(Problem statement): Each line of the material below is to be written out exactly. Leave out any picture.

(Records shown):
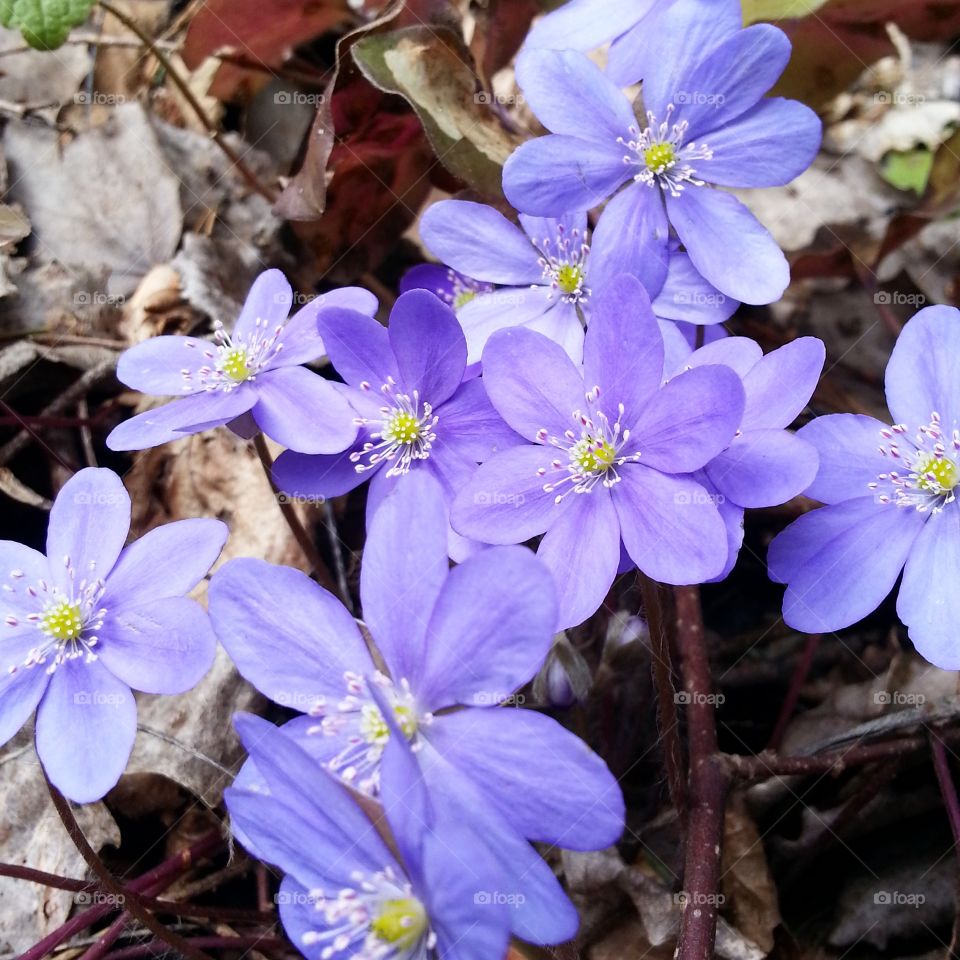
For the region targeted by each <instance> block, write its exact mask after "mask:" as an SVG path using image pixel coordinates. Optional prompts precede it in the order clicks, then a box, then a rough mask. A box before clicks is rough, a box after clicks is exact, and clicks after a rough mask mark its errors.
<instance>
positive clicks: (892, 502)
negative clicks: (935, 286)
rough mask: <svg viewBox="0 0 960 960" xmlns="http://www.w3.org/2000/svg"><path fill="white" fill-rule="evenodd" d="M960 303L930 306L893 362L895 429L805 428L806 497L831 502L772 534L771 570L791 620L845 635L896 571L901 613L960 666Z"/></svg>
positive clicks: (888, 580) (899, 346) (892, 362)
mask: <svg viewBox="0 0 960 960" xmlns="http://www.w3.org/2000/svg"><path fill="white" fill-rule="evenodd" d="M957 356H960V310H956V309H954V308H953V307H927V308H926V309H924V310H921V311H920V312H919V313H918V314H917V315H916V316H915V317H914V318H913V319H912V320H910V321H909V322H908V323H907V325H906V326H905V327H904V328H903V332H902V333H901V334H900V337H899V339H898V340H897V344H896V346H895V347H894V349H893V353H892V355H891V357H890V363H889V365H888V366H887V376H886V392H887V405H888V407H889V408H890V413H891V415H892V417H893V419H894V421H895V422H894V423H893V425H890V426H888V425H887V424H884V423H881V422H880V421H879V420H875V419H874V418H873V417H867V416H862V415H859V414H850V413H841V414H834V415H831V416H826V417H819V418H817V419H816V420H814V421H813V422H812V423H809V424H807V426H805V427H803V428H802V429H801V430H800V431H799V436H800V437H801V438H803V440H805V441H807V442H808V443H811V444H813V446H814V447H816V448H817V450H818V451H819V454H820V468H819V471H818V473H817V476H816V480H815V481H814V482H813V483H812V484H810V486H809V487H808V488H807V491H806V492H807V494H808V495H809V496H811V497H814V498H815V499H817V500H820V501H822V502H823V503H825V504H826V505H827V506H825V507H823V508H822V509H820V510H815V511H813V512H812V513H807V514H804V515H803V516H802V517H800V519H799V520H796V521H794V523H792V524H791V525H790V526H789V527H787V529H786V530H784V532H783V533H781V534H780V536H778V537H777V538H776V540H774V541H773V543H772V544H771V546H770V554H769V557H768V563H769V569H770V575H771V577H772V578H773V579H774V580H777V581H779V582H780V583H785V584H787V591H786V595H785V596H784V601H783V618H784V620H785V621H786V622H787V623H788V624H790V625H791V626H793V627H795V628H796V629H798V630H805V631H808V632H810V633H820V632H822V631H826V630H839V629H840V628H842V627H846V626H849V625H850V624H852V623H855V622H856V621H857V620H860V619H862V618H863V617H865V616H866V615H867V614H868V613H870V612H871V611H873V610H874V609H875V608H876V607H877V606H879V604H880V603H881V601H882V600H883V599H884V598H885V597H886V596H887V594H889V593H890V591H891V590H892V589H893V586H894V584H895V583H896V581H897V578H898V577H899V576H900V574H901V573H902V574H903V580H902V582H901V584H900V592H899V595H898V598H897V614H898V615H899V616H900V619H901V620H903V622H904V623H905V624H906V625H907V628H908V630H909V634H910V639H911V640H912V641H913V642H914V644H915V645H916V647H917V649H918V650H919V651H920V653H922V654H923V656H925V657H926V658H927V659H928V660H929V661H930V662H931V663H934V664H936V665H937V666H939V667H942V668H943V669H945V670H957V669H960V643H958V642H957V633H956V625H957V622H958V617H960V597H958V593H957V591H956V589H955V586H954V585H955V583H956V582H957V576H958V574H960V505H958V504H957V498H956V488H957V485H958V483H960V379H958V377H957V374H956V367H955V358H956V357H957Z"/></svg>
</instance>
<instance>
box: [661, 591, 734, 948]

(Reply to the exercise):
For the region targeted by each <instance> block, write its exact mask after "mask:" as an SVG path using image pixel coordinates. Optional prompts precede it in the order clicks, then a box, then a rough mask. A box before clicks is rough, a box after clicks is exact, and clicks after a rough mask mark its errors.
<instance>
positive clicks: (892, 502)
negative clicks: (935, 286)
rough mask: <svg viewBox="0 0 960 960" xmlns="http://www.w3.org/2000/svg"><path fill="white" fill-rule="evenodd" d="M960 303L930 306L893 362L895 429L805 428L806 497L831 502L772 534L771 570L791 620L845 635L896 571L901 613L960 666Z"/></svg>
positive clicks: (888, 580) (899, 346) (892, 362)
mask: <svg viewBox="0 0 960 960" xmlns="http://www.w3.org/2000/svg"><path fill="white" fill-rule="evenodd" d="M957 356H960V310H956V309H954V308H953V307H927V308H926V309H924V310H921V311H920V312H919V313H918V314H917V315H916V316H915V317H914V318H913V319H912V320H910V321H909V322H908V323H907V325H906V326H905V327H904V328H903V332H902V333H901V334H900V337H899V339H898V340H897V344H896V346H895V347H894V349H893V353H892V355H891V357H890V363H889V365H888V366H887V376H886V392H887V405H888V407H889V408H890V413H891V415H892V417H893V419H894V421H895V422H894V423H893V425H890V426H888V425H887V424H884V423H881V422H880V421H879V420H875V419H874V418H873V417H867V416H862V415H859V414H850V413H841V414H834V415H831V416H826V417H819V418H817V419H816V420H814V421H813V422H812V423H809V424H807V426H805V427H803V428H802V429H801V430H800V431H799V436H800V437H801V438H803V440H805V441H807V442H808V443H811V444H813V446H814V447H816V448H817V450H818V451H819V454H820V468H819V471H818V473H817V476H816V480H815V481H814V482H813V483H812V484H810V486H809V487H808V488H807V491H806V492H807V494H808V495H809V496H811V497H814V498H815V499H817V500H820V501H822V502H823V503H825V504H826V505H827V506H825V507H823V508H822V509H820V510H815V511H813V512H812V513H807V514H804V515H803V516H802V517H800V519H799V520H796V521H794V523H792V524H791V525H790V526H789V527H787V529H786V530H784V532H783V533H781V534H780V536H778V537H777V538H776V540H774V541H773V543H772V544H771V546H770V554H769V557H768V563H769V569H770V575H771V577H772V578H773V579H774V580H777V581H779V582H780V583H785V584H787V591H786V595H785V596H784V601H783V618H784V620H785V621H786V622H787V623H788V624H790V625H791V626H793V627H795V628H796V629H798V630H805V631H808V632H810V633H820V632H822V631H826V630H839V629H840V628H842V627H846V626H849V625H850V624H852V623H855V622H856V621H857V620H860V619H862V618H863V617H865V616H866V615H867V614H868V613H870V612H871V611H873V610H874V609H875V608H876V607H877V606H879V604H880V603H881V601H882V600H883V599H884V598H885V597H886V596H887V594H889V593H890V591H891V590H892V589H893V586H894V584H895V583H896V581H897V578H898V577H899V576H900V574H901V573H902V574H903V580H902V582H901V584H900V592H899V595H898V598H897V614H898V615H899V616H900V619H901V620H903V622H904V623H905V624H906V625H907V628H908V630H909V634H910V639H911V640H912V641H913V642H914V644H915V645H916V647H917V649H918V650H919V651H920V653H922V654H923V656H925V657H926V658H927V659H928V660H929V661H930V662H931V663H934V664H936V665H937V666H939V667H942V668H943V669H945V670H957V669H960V643H958V642H957V633H956V625H957V622H958V617H960V597H958V593H957V591H956V589H955V586H954V585H955V583H956V582H957V576H958V574H960V505H958V504H957V498H956V488H957V485H958V483H960V379H958V377H957V374H956V367H955V358H956V357H957Z"/></svg>
</instance>
<instance>
box: [661, 591, 734, 948]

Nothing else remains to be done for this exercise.